====== Exercise passage ======
All Saints' Church or Stand Church is an active Anglican parish church in Stand, Whitefield, Greater Manchester, England. It is in the deanery of Radcliffe and Prestwich, the archdeaconry of Bolton, and the diocese of Manchester. The church is recorded in the National Heritage List for England as a designated Grade I-listed building. It was a Commissioners' church, having received a grant towards its construction from the Church Building Commission. The church is a tall building, standing on high ground, and is constructed on a platform.

==History==
Built between 1821 and 1826, All Saints' Church is one of the many Commissioners' churches built to celebrate the defeat of Napoleon at the Battle of Waterloo in 1815. The land on which the church and vicarage were built was given to the parish by the Earl of Derby. The architect Sir John Soane was invited to design the church to accommodate about 1,800 people, and to cost no more than £12,000. He declined and passed the commission to Charles Barry. This church was Barry's first commission. Its design was similar to his design for St Matthew, Campfield. Manchester (which has since been demolished); differing in being provided with a tower, rather than a spire. A grant of £13,812 (equivalent to £ as of ) was given towards its construction by the Church Building Commission. (Note: In some cases, as in this one, the size of the grant was greater than the actual construction cost, because it included contributions towards the cost of the site, legal fees, etc.) The foundation stone was laid on 3 August 1821, and the church was consecrated by the Bishop of Chester on 8 September 1826.

==Architecture==
===Exterior===
All Saints is constructed in millstone grit from the Pennines. The architectural style is described as "fanciful" Gothic. (Note: The term fanciful in this context means that although the design was loosely based on Gothic features, these were not accurate reproductions of Gothic features.) The plan of the church is rectangular in five bays, with a canted apse at the east end, and a west porch and tower. The lowest stage of the tower forms the porch, which is entered through tall narrow pointed arches. The bell openings are pairs of lancets. Along the sides of the church are two tiers of windows. The tower and the body of the church have embattled parapets and crocketed pinnacles.
======
Directions:
a. In the All Saints' Church passage, rewrite the part that opens with the words "All Saints' Church or" and closes with "on a platform.", swapping "high ground" for "elevated ground".
b. According to the All Saints' Church passage, on what date was the church consecrated?
c. Continue the All Saints' Church passage from the point where it stops.
The extracted records play no part in this work.
====== Extracted records ======
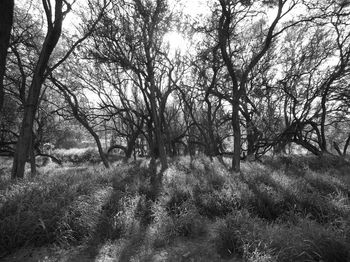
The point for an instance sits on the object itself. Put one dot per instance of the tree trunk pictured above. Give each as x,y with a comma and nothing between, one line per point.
6,21
31,103
32,158
236,158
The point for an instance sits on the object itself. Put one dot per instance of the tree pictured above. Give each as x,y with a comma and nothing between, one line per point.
54,19
6,21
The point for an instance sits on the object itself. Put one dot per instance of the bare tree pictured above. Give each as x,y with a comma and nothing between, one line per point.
6,21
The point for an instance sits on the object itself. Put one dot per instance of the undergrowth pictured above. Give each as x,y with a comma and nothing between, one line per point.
282,210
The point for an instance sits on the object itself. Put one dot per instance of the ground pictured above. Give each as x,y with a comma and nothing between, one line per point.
290,208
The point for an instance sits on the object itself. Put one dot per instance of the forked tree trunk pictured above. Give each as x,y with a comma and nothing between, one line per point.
31,103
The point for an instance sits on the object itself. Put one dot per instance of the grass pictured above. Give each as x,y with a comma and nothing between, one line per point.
284,209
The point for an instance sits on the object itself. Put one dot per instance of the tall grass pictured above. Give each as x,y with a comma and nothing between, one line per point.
274,211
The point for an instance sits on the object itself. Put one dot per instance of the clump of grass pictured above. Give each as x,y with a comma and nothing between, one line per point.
51,208
235,234
175,215
214,204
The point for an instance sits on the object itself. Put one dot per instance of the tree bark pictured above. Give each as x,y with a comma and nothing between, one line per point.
6,21
53,34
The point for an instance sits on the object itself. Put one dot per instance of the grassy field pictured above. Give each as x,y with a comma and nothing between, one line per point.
284,209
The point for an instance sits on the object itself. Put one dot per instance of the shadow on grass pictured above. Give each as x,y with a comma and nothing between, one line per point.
126,215
38,211
284,202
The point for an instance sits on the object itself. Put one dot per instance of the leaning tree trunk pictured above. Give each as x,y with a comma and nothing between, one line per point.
6,21
32,101
236,159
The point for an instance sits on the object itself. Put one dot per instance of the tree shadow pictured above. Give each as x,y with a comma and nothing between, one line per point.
126,215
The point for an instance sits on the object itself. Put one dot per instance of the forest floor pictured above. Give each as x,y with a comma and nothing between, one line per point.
293,208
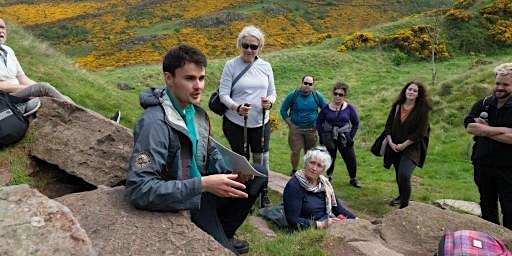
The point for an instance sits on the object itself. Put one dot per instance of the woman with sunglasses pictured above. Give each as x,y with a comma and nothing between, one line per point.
337,124
309,198
407,129
248,101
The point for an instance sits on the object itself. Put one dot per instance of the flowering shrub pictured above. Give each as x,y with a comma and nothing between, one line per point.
501,8
464,4
458,15
502,32
416,41
358,40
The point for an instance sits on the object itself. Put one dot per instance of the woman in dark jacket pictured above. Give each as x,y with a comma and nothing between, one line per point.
309,198
407,129
337,124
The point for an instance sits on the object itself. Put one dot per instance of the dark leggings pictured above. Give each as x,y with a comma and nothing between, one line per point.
403,173
221,217
349,156
235,135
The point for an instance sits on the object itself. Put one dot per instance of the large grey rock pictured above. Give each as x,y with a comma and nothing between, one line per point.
81,142
358,238
417,229
465,206
32,224
116,228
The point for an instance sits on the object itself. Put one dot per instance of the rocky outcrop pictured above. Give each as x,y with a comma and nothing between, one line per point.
116,228
81,142
414,230
32,224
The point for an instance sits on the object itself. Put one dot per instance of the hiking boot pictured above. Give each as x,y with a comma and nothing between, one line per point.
264,199
116,117
29,107
354,183
241,246
395,201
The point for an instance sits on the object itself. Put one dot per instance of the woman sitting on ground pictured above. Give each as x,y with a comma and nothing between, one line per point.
309,198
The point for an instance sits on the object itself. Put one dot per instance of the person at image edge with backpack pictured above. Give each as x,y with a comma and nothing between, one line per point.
490,123
299,111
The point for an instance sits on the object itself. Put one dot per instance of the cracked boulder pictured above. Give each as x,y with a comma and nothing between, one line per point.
117,228
32,224
81,142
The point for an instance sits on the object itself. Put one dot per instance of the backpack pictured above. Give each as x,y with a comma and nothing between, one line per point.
296,94
470,242
13,125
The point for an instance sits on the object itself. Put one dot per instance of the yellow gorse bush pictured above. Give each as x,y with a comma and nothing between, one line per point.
358,40
458,15
502,32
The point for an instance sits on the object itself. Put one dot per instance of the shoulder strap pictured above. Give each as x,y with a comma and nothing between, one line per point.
485,102
315,96
241,74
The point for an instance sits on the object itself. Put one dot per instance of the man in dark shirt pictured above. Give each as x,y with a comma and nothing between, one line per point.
490,121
======
Answer set:
a.
All Saints' Church or Stand Church is an active Anglican parish church in Stand, Whitefield, Greater Manchester, England. It is in the deanery of Radcliffe and Prestwich, the archdeaconry of Bolton, and the diocese of Manchester. The church is recorded in the National Heritage List for England as a designated Grade I-listed building. It was a Commissioners' church, having received a grant towards its construction from the Church Building Commission. The church is a tall building, standing on elevated ground, and is constructed on a platform.

b. 8 September 1826

c.
===Interior===
Inside the church are galleries on three sides carried on slender Perpendicular piers. The plaster ceilings are vaulted. The altar, screen and pulpit date from 1921, the choir stalls and side screens date from 1937; all of these were designed by the Lancaster architects Austin and Paley. The stained glass in the east window dates from 1841 and is by D. Evans of Shrewsbury. Elsewhere are windows by Lavers, Barraud and Westlake, and by A. L. Moore, the latter dating from 1921. The monuments include one by Sievier dating from 1826 depicting a lady lying on a chaise longue.

The original organ was built by Samuel Renn in 1827 and situated in the west gallery. It was moved in 1880 to the north aisle. This organ was removed from the church in 1957. It was replaced by the present three manual organ made by Charles A. Smethurst. This organ was rebuilt in 1997 by Nicholson of Worcester. There is a ring of eight bells, all of which were cast in 1912 by Gillett and Johnston. During the 1930s there was a twenty-year programme of adornment and refurnishing of the sanctuary and chancel, culminating in the installation of a new choir stall, organ screen and clergy desks in 1937.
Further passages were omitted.